What is expected
Starting at the line that contains "Do you see any forested" and ending after the line that contains "[0,0,896,301]", reproduce those lines with "forested hillside" changed to "wooded hillside" and nothing else altered.

>> Start Dataset content

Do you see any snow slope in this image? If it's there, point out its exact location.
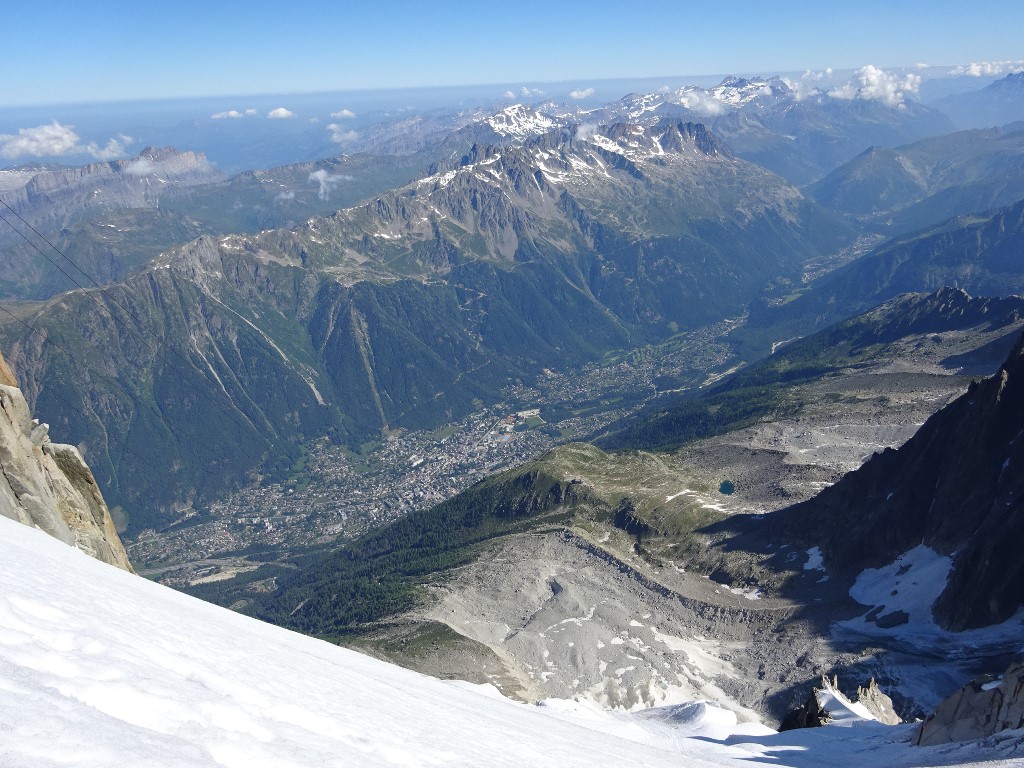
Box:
[0,519,1024,768]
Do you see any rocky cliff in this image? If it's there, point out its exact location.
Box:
[913,664,1024,746]
[0,354,132,570]
[723,331,1024,631]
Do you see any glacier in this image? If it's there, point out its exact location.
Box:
[0,518,1024,768]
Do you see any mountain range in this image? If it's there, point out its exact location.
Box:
[4,117,850,530]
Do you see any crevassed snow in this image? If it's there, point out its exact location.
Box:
[0,517,1007,768]
[847,544,952,625]
[804,547,827,573]
[833,544,1024,659]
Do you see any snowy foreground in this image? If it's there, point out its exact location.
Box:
[0,517,1024,768]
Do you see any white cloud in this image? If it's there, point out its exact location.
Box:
[327,123,359,144]
[85,133,132,160]
[782,67,833,101]
[949,61,1024,78]
[679,90,726,117]
[0,120,82,158]
[307,168,352,200]
[0,120,132,161]
[828,65,921,110]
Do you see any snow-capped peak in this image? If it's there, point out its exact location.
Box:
[478,104,559,139]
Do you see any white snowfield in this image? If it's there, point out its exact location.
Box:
[0,517,1024,768]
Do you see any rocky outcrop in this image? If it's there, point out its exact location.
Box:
[913,663,1024,746]
[857,677,903,725]
[732,331,1024,631]
[0,354,132,570]
[779,677,903,731]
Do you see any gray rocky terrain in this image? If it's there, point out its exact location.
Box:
[348,303,1021,723]
[0,354,132,570]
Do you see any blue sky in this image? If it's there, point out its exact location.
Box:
[0,0,1024,106]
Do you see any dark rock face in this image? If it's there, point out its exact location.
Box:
[755,331,1024,630]
[913,663,1024,746]
[778,677,839,731]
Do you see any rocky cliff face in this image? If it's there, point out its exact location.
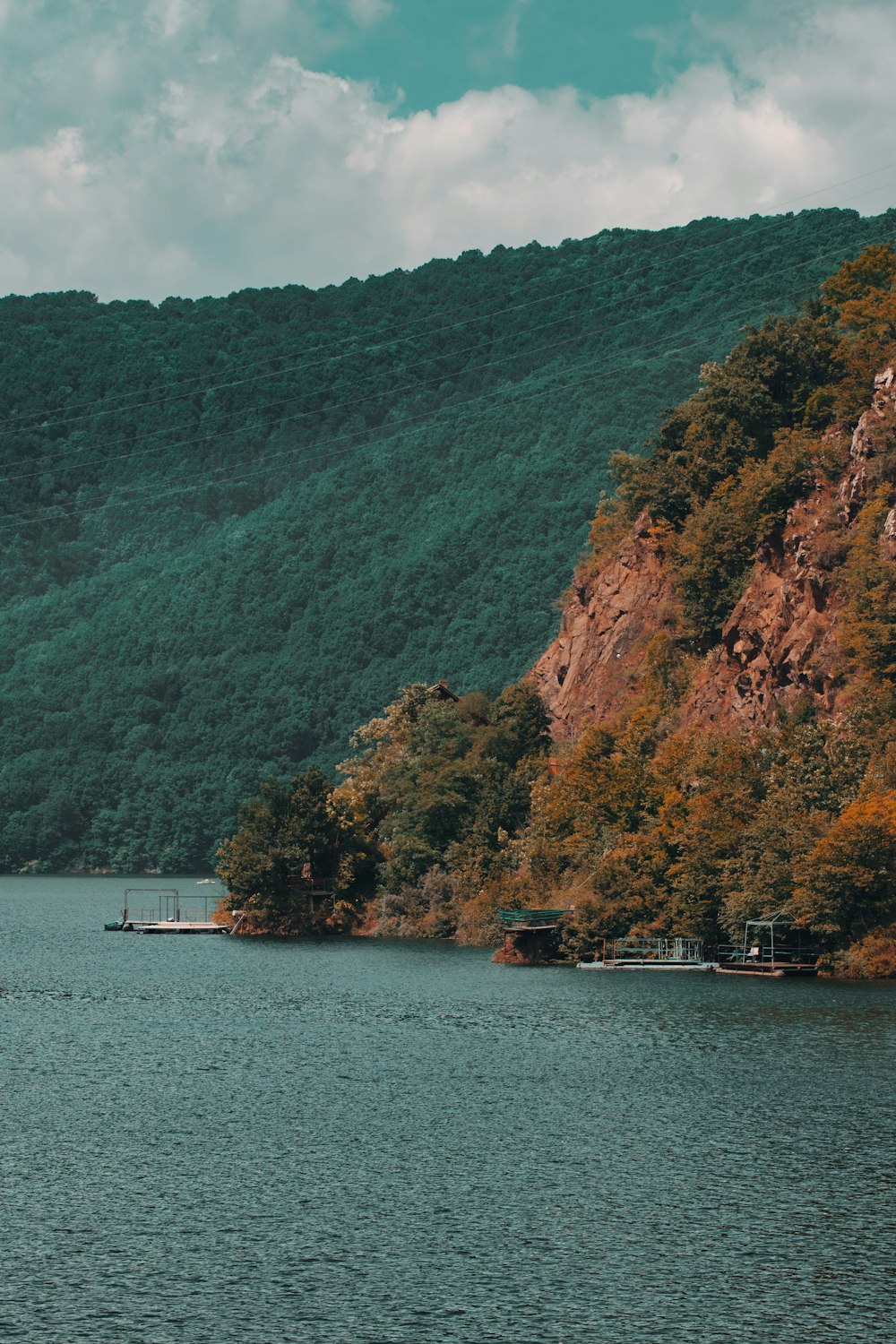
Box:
[530,513,680,741]
[530,368,896,741]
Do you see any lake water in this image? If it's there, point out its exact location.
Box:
[0,878,896,1344]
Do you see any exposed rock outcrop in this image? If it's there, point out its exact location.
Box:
[685,368,896,728]
[530,513,680,741]
[530,368,896,741]
[684,486,848,728]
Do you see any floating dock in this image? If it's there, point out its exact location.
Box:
[103,882,235,935]
[576,938,719,972]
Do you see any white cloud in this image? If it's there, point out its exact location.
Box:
[348,0,395,26]
[0,0,896,298]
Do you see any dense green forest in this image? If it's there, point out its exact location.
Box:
[0,210,896,871]
[219,245,896,976]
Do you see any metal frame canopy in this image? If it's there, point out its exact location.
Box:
[745,908,802,964]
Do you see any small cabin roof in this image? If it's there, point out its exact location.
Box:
[426,677,461,704]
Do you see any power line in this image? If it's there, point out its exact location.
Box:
[3,164,896,432]
[0,239,859,531]
[0,207,875,484]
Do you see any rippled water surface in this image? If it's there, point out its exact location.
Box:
[0,878,896,1344]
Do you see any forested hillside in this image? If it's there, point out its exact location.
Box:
[219,245,896,976]
[0,211,896,871]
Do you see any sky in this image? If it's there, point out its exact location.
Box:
[0,0,896,301]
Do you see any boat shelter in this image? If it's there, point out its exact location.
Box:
[719,909,818,976]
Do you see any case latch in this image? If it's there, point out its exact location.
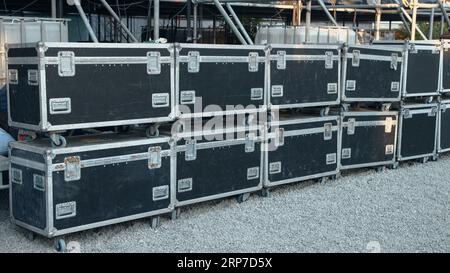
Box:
[147,52,161,75]
[325,51,333,69]
[148,146,161,169]
[347,118,356,135]
[58,51,75,77]
[64,156,81,181]
[245,134,255,153]
[28,69,39,85]
[184,139,197,161]
[391,53,398,70]
[352,50,361,67]
[188,51,200,73]
[275,128,284,147]
[248,52,259,72]
[384,117,394,133]
[323,123,333,140]
[402,109,412,119]
[277,51,286,70]
[428,107,437,117]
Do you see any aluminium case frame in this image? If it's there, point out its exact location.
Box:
[374,40,442,98]
[9,137,176,238]
[174,43,269,119]
[266,44,342,109]
[397,103,439,161]
[263,115,341,188]
[341,45,406,102]
[172,125,265,207]
[6,42,176,132]
[339,110,398,170]
[437,100,450,154]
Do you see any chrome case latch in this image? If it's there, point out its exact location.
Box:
[325,51,333,69]
[248,52,259,72]
[352,50,361,67]
[148,146,161,169]
[64,156,81,181]
[391,53,398,71]
[58,51,75,77]
[277,51,286,70]
[147,52,161,75]
[184,139,197,161]
[188,51,200,73]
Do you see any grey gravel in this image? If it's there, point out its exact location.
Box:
[0,156,450,252]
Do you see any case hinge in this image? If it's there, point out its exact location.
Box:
[188,51,200,73]
[28,69,39,85]
[148,146,161,169]
[184,139,197,161]
[245,134,255,153]
[58,51,75,77]
[384,117,394,133]
[428,107,437,117]
[8,69,19,84]
[275,128,284,147]
[347,118,356,135]
[352,50,361,67]
[402,109,412,119]
[64,156,81,181]
[248,52,259,72]
[391,53,398,70]
[277,51,286,70]
[325,51,333,69]
[323,123,333,140]
[147,52,161,75]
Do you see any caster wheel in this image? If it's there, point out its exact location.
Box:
[55,239,67,253]
[51,135,67,148]
[259,189,270,197]
[170,208,181,221]
[236,193,250,203]
[150,217,161,229]
[315,177,327,183]
[320,107,330,117]
[27,232,36,241]
[389,163,398,170]
[145,125,159,137]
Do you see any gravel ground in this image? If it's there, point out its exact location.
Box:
[0,156,450,252]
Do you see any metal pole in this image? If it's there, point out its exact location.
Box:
[305,0,312,42]
[73,0,98,43]
[214,0,247,45]
[153,0,159,40]
[396,0,428,40]
[317,0,339,27]
[375,0,381,40]
[186,0,192,42]
[411,0,418,41]
[428,8,434,40]
[100,0,139,43]
[193,3,198,44]
[226,3,253,45]
[51,0,56,18]
[437,0,450,26]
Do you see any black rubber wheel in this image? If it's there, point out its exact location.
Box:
[150,217,161,229]
[51,135,67,148]
[236,193,250,203]
[55,239,67,253]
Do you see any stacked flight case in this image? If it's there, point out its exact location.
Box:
[374,41,442,162]
[7,43,176,243]
[340,45,404,170]
[264,44,342,189]
[172,44,267,206]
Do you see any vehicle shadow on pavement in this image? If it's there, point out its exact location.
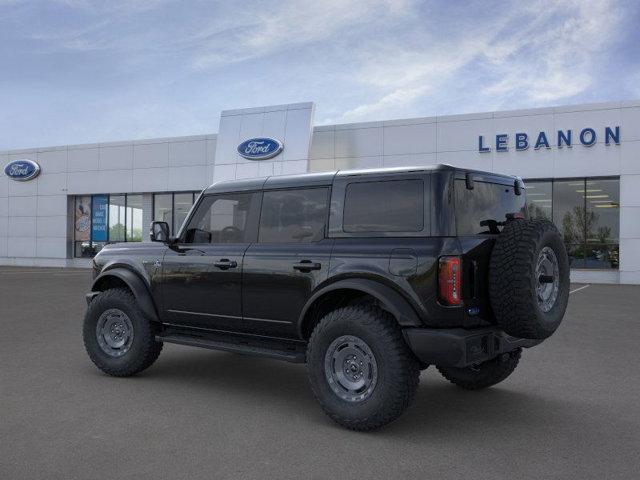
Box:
[120,348,616,441]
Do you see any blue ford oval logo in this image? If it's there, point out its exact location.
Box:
[4,159,40,182]
[238,138,284,160]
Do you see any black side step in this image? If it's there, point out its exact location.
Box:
[156,330,306,363]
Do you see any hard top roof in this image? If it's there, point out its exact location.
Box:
[204,164,516,194]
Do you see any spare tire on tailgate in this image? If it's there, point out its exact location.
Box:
[489,219,569,339]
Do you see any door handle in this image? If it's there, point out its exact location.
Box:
[213,258,238,270]
[293,260,322,272]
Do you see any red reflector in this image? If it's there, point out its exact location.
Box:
[438,257,462,305]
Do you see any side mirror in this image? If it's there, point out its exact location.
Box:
[149,222,169,243]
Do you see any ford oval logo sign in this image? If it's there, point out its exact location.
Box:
[4,160,40,182]
[238,138,284,160]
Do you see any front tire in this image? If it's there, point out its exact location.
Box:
[82,288,162,377]
[437,348,522,390]
[307,305,420,431]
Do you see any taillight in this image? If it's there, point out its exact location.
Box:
[438,257,462,305]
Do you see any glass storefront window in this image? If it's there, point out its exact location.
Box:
[109,195,127,242]
[526,178,620,269]
[73,195,93,257]
[153,192,197,235]
[73,192,196,257]
[126,195,142,242]
[526,181,553,220]
[584,179,620,268]
[153,193,173,233]
[172,193,193,235]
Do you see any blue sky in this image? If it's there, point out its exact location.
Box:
[0,0,640,150]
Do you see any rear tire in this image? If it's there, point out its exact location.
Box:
[307,305,420,431]
[437,348,522,390]
[82,288,162,377]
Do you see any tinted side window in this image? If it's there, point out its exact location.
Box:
[259,188,329,243]
[343,180,424,232]
[185,193,259,243]
[455,180,525,235]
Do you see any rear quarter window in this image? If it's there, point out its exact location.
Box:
[343,179,425,233]
[455,180,526,235]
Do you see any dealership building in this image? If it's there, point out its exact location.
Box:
[0,101,640,284]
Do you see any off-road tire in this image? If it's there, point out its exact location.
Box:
[437,348,522,390]
[82,288,162,377]
[307,304,420,431]
[489,220,569,339]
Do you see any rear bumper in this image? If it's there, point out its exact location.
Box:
[403,327,542,368]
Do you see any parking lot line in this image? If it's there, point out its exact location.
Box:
[569,285,591,294]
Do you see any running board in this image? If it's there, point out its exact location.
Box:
[156,333,306,363]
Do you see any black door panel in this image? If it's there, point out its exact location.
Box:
[163,244,247,329]
[242,239,333,336]
[162,193,261,330]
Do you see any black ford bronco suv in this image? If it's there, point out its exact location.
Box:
[83,165,569,430]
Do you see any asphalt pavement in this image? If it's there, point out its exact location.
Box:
[0,267,640,480]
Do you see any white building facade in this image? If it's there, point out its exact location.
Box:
[0,101,640,284]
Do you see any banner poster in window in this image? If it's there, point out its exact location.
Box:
[91,195,109,242]
[74,196,91,242]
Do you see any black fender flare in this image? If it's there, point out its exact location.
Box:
[298,278,422,337]
[91,267,160,322]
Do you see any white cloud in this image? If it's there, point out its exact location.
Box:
[193,0,413,69]
[339,0,621,121]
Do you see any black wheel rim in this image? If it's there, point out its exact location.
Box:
[536,247,560,313]
[96,308,133,357]
[324,335,378,402]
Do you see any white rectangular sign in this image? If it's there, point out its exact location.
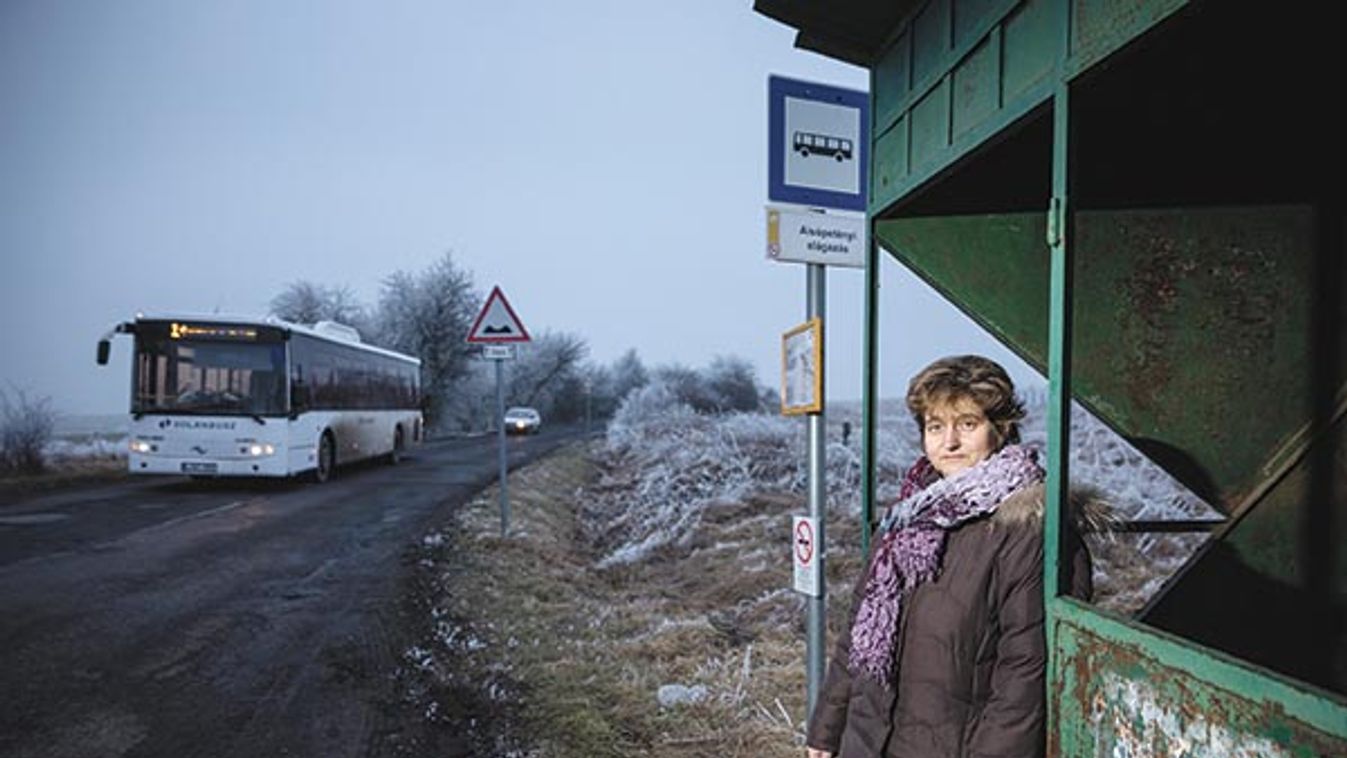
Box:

>> End Dataset content

Task output
Do you see any wooded hillside in this image? If it's there, point out its exact location.
Box:
[219,245,896,976]
[0,211,896,871]
Do you see any sky in this image? If it's there, point out its exact location.
Box:
[0,0,896,301]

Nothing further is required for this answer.